(begin)

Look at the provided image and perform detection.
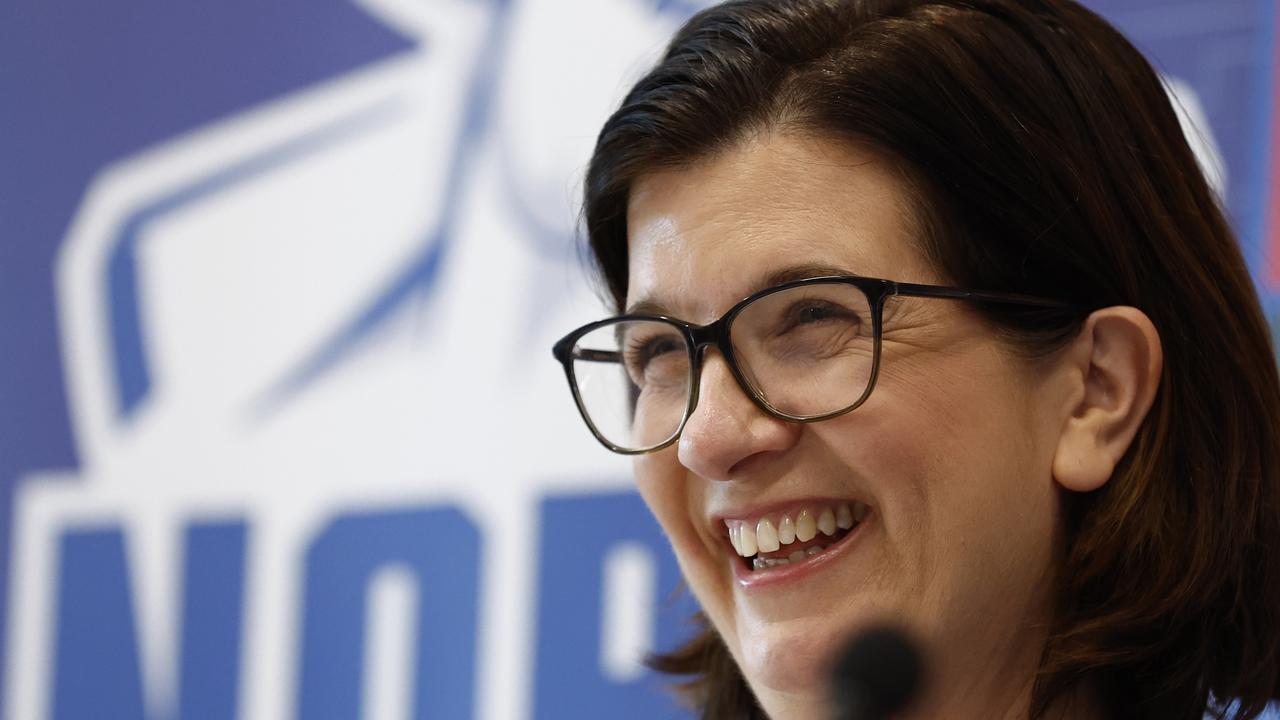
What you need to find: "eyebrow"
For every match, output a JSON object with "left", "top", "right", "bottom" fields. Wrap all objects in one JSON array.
[{"left": 625, "top": 263, "right": 855, "bottom": 316}]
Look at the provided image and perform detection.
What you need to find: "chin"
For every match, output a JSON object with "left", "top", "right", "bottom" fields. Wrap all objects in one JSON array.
[{"left": 739, "top": 607, "right": 846, "bottom": 697}]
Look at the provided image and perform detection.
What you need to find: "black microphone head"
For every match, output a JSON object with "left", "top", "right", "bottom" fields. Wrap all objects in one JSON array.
[{"left": 831, "top": 626, "right": 920, "bottom": 720}]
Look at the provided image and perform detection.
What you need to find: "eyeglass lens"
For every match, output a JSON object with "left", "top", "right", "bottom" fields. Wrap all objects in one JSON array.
[{"left": 572, "top": 282, "right": 876, "bottom": 451}]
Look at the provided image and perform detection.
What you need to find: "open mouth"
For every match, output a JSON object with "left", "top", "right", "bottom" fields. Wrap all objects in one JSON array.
[{"left": 724, "top": 502, "right": 869, "bottom": 571}]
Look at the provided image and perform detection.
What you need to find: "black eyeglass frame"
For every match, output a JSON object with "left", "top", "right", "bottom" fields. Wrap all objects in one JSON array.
[{"left": 552, "top": 275, "right": 1079, "bottom": 455}]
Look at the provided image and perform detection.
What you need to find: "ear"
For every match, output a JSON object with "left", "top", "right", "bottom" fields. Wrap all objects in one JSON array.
[{"left": 1053, "top": 306, "right": 1164, "bottom": 492}]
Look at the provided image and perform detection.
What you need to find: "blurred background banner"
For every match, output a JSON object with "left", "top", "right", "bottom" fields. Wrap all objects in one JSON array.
[{"left": 0, "top": 0, "right": 1280, "bottom": 720}]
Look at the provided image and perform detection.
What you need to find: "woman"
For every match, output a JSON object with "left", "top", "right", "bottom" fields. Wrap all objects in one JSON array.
[{"left": 557, "top": 0, "right": 1280, "bottom": 719}]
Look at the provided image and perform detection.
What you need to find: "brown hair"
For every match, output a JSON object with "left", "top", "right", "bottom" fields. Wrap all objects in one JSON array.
[{"left": 584, "top": 0, "right": 1280, "bottom": 720}]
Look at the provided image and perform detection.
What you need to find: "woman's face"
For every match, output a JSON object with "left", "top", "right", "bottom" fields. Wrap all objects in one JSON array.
[{"left": 627, "top": 135, "right": 1062, "bottom": 717}]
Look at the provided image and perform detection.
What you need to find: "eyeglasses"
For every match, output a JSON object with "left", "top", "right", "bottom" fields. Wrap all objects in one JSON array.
[{"left": 553, "top": 275, "right": 1074, "bottom": 455}]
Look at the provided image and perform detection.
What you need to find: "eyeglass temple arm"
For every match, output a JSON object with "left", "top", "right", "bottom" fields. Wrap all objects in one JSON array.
[{"left": 892, "top": 283, "right": 1074, "bottom": 307}]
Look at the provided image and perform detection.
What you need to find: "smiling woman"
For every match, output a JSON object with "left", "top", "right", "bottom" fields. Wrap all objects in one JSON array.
[{"left": 556, "top": 0, "right": 1280, "bottom": 720}]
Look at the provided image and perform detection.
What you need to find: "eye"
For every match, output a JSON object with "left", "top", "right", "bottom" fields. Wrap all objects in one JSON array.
[
  {"left": 783, "top": 300, "right": 861, "bottom": 332},
  {"left": 623, "top": 336, "right": 685, "bottom": 371}
]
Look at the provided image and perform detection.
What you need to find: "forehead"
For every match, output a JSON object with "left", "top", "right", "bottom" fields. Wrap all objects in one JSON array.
[{"left": 627, "top": 133, "right": 937, "bottom": 322}]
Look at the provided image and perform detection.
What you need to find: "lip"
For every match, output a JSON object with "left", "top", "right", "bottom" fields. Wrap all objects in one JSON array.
[{"left": 730, "top": 510, "right": 877, "bottom": 591}]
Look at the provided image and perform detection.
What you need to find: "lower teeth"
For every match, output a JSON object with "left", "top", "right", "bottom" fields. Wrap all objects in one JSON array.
[{"left": 751, "top": 544, "right": 827, "bottom": 570}]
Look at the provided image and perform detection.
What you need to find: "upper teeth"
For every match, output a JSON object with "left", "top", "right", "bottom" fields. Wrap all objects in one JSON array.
[{"left": 724, "top": 502, "right": 867, "bottom": 557}]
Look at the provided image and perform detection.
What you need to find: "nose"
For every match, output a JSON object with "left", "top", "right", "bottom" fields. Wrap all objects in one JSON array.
[{"left": 677, "top": 351, "right": 803, "bottom": 480}]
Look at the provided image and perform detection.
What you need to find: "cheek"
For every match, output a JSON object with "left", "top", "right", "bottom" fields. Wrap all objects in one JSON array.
[{"left": 823, "top": 356, "right": 1057, "bottom": 625}]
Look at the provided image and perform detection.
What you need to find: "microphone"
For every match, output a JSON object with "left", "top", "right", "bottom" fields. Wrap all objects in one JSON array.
[{"left": 831, "top": 625, "right": 920, "bottom": 720}]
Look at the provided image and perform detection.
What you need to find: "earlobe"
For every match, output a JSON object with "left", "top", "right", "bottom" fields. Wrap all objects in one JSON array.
[{"left": 1053, "top": 306, "right": 1164, "bottom": 492}]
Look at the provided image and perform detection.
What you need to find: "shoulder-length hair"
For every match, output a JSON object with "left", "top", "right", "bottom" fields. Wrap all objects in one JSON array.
[{"left": 584, "top": 0, "right": 1280, "bottom": 720}]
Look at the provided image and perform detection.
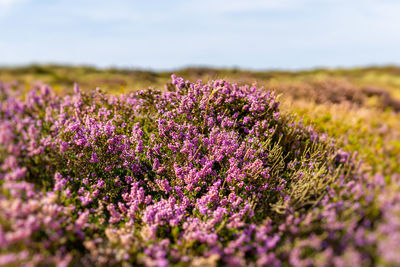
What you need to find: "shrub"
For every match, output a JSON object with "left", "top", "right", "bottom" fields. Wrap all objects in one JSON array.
[{"left": 0, "top": 76, "right": 398, "bottom": 266}]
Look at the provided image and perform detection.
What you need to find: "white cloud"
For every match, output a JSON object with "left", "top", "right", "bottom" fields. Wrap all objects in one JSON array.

(end)

▶ _Task prompt_: Report every line of the records that contains the string "microphone", copying each line in full.

▶ _Solved problem_:
What you need to find: "black microphone head"
What you need to find: "microphone"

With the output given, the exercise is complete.